**PAGE TEXT**
◇ ◇ ◇
The three presenters each had a different security solution for advisors, but advisory firms probably need all three to begin to create a secure environment for client data.



Seagate’s Joni Clark talked about self-encrypting hard drives that come built into Dell, Lenovo, HP and other PCs and provide encryption without degrading performance. Hardware-based encryption is very different from drives secured by adding software and it is widely regarded as the strongest protection from traditional software attacks because the full drive is always encrypted and the encryption keys never leave the drive.



IronKey’s John Jefferies talked about his company’s secure USB drive that essentially self destructs if someone incorrectly enters a password repeatedly, and it also has a password management program, is waterproof, scans for malware, provides protection against key loggers, and other features.



Absolute Software’s Pam Seale spoke about LoJack for Laptops, a product that can be found at Best Buy and other retail outlets and that is an add-on option for many new computers. If your computer is lost or stolen, not only can police track it down but you can disable the drive remotely.
◇ ◇ ◇
**RECORDED DATA**
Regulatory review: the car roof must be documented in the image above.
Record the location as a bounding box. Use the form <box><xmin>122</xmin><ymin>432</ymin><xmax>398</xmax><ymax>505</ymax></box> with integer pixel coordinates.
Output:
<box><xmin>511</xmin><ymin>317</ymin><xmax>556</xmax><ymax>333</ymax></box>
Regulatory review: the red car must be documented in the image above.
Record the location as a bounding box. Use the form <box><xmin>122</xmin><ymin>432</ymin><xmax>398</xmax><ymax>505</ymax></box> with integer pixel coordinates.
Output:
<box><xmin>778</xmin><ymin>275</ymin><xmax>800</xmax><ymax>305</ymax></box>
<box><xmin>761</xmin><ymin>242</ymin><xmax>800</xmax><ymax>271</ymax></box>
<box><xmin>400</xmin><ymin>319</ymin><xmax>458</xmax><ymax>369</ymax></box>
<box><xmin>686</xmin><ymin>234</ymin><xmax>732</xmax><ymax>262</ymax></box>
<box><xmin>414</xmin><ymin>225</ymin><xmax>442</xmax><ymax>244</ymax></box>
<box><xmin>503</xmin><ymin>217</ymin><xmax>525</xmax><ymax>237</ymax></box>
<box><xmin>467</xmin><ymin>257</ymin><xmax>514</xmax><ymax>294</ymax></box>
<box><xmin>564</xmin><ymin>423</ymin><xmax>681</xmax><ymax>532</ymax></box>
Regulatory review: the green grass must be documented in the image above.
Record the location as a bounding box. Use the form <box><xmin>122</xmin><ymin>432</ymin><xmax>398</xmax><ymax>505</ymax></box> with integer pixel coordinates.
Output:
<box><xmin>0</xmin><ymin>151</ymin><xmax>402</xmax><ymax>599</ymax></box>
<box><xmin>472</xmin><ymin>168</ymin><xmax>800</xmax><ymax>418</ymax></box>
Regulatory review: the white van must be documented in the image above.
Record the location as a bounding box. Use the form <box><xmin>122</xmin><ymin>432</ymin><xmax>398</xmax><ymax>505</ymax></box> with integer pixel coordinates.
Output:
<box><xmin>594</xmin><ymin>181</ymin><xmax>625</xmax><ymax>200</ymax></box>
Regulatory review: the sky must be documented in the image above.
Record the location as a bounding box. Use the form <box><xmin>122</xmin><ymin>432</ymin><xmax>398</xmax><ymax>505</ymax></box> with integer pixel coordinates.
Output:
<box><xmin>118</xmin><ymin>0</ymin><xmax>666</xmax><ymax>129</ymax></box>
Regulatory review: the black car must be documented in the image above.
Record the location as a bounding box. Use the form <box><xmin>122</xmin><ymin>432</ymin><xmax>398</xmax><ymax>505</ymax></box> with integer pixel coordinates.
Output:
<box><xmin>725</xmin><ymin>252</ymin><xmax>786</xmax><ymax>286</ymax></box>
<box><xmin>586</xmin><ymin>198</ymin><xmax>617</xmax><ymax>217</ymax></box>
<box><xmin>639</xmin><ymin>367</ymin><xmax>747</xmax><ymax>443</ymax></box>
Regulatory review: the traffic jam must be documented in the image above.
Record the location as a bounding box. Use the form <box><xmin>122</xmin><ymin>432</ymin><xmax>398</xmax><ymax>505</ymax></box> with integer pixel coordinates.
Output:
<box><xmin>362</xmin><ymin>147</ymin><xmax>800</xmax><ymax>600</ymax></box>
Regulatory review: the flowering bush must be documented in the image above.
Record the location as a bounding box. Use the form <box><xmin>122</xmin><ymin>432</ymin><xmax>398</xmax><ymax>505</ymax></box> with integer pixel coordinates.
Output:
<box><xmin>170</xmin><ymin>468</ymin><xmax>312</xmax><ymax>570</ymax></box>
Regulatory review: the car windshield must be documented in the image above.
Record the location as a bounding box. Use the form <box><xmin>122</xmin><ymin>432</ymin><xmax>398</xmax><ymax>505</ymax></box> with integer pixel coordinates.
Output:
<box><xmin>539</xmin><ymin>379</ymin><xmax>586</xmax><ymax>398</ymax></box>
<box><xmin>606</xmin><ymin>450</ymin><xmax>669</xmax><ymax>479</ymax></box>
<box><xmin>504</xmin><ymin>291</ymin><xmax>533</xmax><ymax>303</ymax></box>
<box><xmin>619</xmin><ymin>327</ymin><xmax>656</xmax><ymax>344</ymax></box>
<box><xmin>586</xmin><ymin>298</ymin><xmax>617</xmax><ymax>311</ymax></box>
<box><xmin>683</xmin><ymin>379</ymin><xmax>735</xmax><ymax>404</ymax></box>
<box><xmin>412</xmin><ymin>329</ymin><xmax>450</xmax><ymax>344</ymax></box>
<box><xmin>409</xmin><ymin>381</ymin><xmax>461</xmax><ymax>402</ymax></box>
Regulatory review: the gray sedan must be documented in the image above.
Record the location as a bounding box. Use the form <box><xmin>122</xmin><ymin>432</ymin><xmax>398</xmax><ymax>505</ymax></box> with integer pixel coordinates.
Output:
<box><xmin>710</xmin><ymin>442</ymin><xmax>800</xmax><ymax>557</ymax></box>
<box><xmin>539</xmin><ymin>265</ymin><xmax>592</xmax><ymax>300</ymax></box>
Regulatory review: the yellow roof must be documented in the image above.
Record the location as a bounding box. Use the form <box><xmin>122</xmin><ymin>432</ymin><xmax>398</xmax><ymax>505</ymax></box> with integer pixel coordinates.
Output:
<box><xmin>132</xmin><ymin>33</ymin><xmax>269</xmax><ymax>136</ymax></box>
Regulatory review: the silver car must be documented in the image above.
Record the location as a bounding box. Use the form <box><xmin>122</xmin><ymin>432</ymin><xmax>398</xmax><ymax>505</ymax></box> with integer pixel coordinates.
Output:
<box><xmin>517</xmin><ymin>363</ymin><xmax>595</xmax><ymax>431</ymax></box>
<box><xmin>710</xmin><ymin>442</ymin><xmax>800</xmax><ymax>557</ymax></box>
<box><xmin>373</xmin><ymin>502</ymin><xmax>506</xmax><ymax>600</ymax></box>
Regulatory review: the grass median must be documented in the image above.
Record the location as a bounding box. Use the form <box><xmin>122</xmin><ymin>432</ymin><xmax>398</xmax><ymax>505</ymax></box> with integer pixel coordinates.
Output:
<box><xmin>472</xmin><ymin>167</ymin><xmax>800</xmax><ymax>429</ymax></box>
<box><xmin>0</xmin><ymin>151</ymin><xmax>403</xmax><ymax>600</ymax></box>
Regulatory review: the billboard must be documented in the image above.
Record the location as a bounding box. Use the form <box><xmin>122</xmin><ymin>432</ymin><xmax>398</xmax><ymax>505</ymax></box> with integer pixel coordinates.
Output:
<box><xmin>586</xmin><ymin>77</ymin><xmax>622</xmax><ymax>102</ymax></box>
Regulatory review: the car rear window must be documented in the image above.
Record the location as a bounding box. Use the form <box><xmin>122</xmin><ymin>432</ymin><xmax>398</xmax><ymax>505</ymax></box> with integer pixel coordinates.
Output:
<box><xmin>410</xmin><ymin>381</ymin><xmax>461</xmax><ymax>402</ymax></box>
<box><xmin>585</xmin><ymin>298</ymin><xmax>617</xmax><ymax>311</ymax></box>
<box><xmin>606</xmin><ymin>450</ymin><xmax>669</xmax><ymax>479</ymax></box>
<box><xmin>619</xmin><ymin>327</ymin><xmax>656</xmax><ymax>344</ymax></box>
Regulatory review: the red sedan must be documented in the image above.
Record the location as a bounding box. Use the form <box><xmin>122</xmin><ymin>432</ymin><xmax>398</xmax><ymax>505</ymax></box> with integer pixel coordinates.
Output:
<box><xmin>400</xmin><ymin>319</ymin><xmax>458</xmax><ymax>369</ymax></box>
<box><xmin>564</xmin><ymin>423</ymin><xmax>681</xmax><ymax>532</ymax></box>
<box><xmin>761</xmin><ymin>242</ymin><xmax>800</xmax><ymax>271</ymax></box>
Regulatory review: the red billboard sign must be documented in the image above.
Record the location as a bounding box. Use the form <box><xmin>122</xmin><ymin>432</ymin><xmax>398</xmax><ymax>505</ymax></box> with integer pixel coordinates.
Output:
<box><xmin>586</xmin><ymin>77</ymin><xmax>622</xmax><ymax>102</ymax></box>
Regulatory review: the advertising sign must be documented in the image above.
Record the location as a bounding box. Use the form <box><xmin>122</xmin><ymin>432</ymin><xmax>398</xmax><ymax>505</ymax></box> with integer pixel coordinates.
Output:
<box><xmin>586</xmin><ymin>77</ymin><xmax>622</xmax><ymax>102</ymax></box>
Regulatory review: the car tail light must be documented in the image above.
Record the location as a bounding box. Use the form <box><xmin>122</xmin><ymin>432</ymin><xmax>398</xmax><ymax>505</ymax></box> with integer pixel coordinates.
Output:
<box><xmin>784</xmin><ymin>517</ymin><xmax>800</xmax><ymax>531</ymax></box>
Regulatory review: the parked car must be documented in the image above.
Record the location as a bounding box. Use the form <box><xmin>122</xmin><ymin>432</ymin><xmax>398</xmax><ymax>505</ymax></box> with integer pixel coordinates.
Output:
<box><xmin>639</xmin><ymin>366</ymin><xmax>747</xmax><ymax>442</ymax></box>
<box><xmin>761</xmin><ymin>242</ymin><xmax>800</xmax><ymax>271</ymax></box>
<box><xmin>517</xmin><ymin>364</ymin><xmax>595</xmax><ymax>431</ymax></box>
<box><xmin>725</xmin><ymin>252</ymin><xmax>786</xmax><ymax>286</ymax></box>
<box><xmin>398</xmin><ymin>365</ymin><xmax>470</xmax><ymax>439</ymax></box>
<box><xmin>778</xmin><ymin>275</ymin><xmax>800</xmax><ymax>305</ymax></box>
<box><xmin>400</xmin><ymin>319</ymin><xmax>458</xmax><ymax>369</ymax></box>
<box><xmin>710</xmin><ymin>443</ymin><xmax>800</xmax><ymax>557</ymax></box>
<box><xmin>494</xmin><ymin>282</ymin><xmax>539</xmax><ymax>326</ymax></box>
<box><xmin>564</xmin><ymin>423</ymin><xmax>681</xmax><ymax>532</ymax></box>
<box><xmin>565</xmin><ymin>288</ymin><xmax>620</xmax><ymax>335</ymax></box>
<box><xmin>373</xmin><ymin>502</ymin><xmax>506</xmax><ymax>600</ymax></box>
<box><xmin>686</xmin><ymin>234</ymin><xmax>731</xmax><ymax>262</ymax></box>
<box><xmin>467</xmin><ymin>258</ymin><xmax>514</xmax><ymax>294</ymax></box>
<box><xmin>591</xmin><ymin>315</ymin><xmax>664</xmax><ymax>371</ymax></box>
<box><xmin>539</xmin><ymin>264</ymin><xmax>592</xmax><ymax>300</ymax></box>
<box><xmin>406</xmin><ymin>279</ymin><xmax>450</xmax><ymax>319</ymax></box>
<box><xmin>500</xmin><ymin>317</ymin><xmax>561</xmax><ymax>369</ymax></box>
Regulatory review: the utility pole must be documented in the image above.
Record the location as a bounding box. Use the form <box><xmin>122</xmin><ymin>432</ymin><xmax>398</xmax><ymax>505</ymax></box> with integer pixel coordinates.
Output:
◇ ◇ ◇
**WRITTEN TASK 1**
Please condense the paragraph beginning "Seagate’s Joni Clark talked about" in the text on data security into a short list of its main facts.
**WRITTEN TASK 2**
According to the text on data security, what happens to the IronKey USB drive if someone repeatedly enters the wrong password?

**FULL ANSWER 1**
- Joni Clark of Seagate spoke about self-encrypting hard drives.
- These drives come built into Dell, Lenovo, HP and other PCs.
- They encrypt without degrading performance.
- Hardware-based encryption differs greatly from drives secured by added software.
- It is widely seen as the strongest protection from traditional software attacks, because the full drive is always encrypted and the keys never leave the drive.

**FULL ANSWER 2**
It essentially self destructs.